▶ Data shown
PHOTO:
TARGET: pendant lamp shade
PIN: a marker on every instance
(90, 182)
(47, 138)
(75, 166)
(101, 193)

▶ Task details
Reproduce all of the rows above verbatim, keeping them in the same order.

▶ Completed exercise
PHOTO:
TARGET: pendant lamp shade
PIN: a marker on every instance
(90, 182)
(47, 138)
(75, 166)
(101, 193)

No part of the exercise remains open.